Direction:
Reproduce the following listing word for word, in its entirety.

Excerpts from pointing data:
■ ■ ■ ■ ■

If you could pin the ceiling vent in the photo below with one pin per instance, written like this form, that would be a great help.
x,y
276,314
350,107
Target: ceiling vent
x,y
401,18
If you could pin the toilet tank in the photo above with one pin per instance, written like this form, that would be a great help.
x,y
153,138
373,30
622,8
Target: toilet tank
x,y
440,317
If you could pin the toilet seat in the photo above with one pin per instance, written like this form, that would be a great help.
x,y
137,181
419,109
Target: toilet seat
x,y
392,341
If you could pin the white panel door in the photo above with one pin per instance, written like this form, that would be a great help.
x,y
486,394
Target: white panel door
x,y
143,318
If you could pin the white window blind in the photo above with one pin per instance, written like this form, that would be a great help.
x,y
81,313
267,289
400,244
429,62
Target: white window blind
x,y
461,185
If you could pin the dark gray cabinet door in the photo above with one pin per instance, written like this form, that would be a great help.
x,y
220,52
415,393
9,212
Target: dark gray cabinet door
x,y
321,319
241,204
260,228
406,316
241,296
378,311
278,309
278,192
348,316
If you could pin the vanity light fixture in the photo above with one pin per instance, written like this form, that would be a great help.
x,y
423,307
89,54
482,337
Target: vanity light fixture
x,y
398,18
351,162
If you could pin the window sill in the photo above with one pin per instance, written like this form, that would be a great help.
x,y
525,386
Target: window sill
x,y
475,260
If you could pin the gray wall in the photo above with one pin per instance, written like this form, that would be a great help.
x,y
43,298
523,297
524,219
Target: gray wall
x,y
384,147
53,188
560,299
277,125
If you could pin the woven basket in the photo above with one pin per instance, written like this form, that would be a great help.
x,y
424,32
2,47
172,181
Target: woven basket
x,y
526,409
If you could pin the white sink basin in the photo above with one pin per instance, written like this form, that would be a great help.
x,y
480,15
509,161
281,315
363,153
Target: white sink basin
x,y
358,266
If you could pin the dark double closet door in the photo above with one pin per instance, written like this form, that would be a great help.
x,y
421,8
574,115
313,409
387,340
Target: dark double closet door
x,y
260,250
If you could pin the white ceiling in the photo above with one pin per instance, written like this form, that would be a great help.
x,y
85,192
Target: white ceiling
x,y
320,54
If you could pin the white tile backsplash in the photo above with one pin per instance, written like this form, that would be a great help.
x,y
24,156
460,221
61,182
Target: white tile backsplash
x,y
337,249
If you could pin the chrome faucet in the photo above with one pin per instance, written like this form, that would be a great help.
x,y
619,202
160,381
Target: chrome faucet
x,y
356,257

■ ■ ■ ■ ■

Task output:
If you could pin the ceiling vent in the photo below with one pin per instance, written like this form, that would be a great help.
x,y
276,314
350,107
Target: ceiling vent
x,y
401,18
If you could pin the toilet tank in the photo above with one pin per instance, written like this form, that would be a great help.
x,y
153,138
373,30
622,8
Target: toilet tank
x,y
440,317
If you could pin the toilet seat in the photo above with one pin per instance, written like this form, that would be a great help.
x,y
137,181
419,109
Target: toilet seat
x,y
392,341
If you could pin the white panel door in the photo above with one pin per instance, written like this form, that would be a great help.
x,y
486,394
Target: white panel door
x,y
143,318
If you could pin the white window blind in the photo above with one pin per instance, written like this form, that would be a great help.
x,y
81,313
267,289
400,244
429,62
Target: white window blind
x,y
461,185
If you could pin the dark gray cabinet door in the photo above with one pin per instance, written like this form, that would be a great help.
x,y
220,52
415,393
9,212
Target: dark gray cabinet door
x,y
321,319
241,204
260,228
406,316
241,296
378,311
278,309
278,192
348,316
If you could pin the vanity light fixture in the photo above with one pin per instance, written like this form, that would be a great help.
x,y
423,307
89,54
482,337
Target: vanity light fixture
x,y
398,18
351,162
If you could pin the window sill in the photo above with one pin per instance, written like this form, that would be a great help.
x,y
525,386
Target: window sill
x,y
475,260
If you could pin the gray wall in the photo above with one pin per instance, written like this form, that would be a great help.
x,y
43,298
523,297
524,219
Target: gray wall
x,y
384,147
53,188
560,299
277,125
If you could pin the woven basket in the photo above with one pin per instance, written like this form, that would be a great help.
x,y
424,32
2,47
172,181
Target: woven basket
x,y
526,409
If you could pin the white sink basin in the photo above with one pin per instance, written like this form, that would be a great help.
x,y
480,15
509,161
281,315
363,153
Target: white sink basin
x,y
358,266
If you could pin the dark double closet door in the photo above with one pin per instance, written like this form, that would be a great help.
x,y
421,8
574,115
313,409
387,340
Target: dark double closet door
x,y
260,250
If you could pin the white ceiling in the photo above with one pin per instance, written like this form, that would be a great help.
x,y
85,192
Target: white ceiling
x,y
320,54
If you could pin the white tile backsplash in the photo above with one pin per instance, written like this form, that would be a great help.
x,y
24,156
460,221
61,182
Target: white tile backsplash
x,y
337,249
If you could pin the chrome faucet in the photo above with one pin per instance, written like this form, that would be a great help.
x,y
619,202
160,381
Target: chrome faucet
x,y
356,257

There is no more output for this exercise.